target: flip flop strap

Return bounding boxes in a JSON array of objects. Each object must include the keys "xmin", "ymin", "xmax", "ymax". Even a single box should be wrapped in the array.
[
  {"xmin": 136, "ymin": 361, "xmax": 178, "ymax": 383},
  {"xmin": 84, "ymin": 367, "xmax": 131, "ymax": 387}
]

--*--

● **指示と条件**: 上の行を、空行を除いて一行ずつ文字列とし、JSONの配列として表しなさい。

● **記述解答**:
[
  "target: flip flop strap",
  "Return bounding boxes in a JSON array of objects. Each object must include the keys \"xmin\", \"ymin\", \"xmax\", \"ymax\". Even a single box should be wrapped in the array.",
  "[",
  "  {\"xmin\": 136, \"ymin\": 361, \"xmax\": 178, \"ymax\": 383},",
  "  {\"xmin\": 84, \"ymin\": 367, \"xmax\": 131, \"ymax\": 387}",
  "]"
]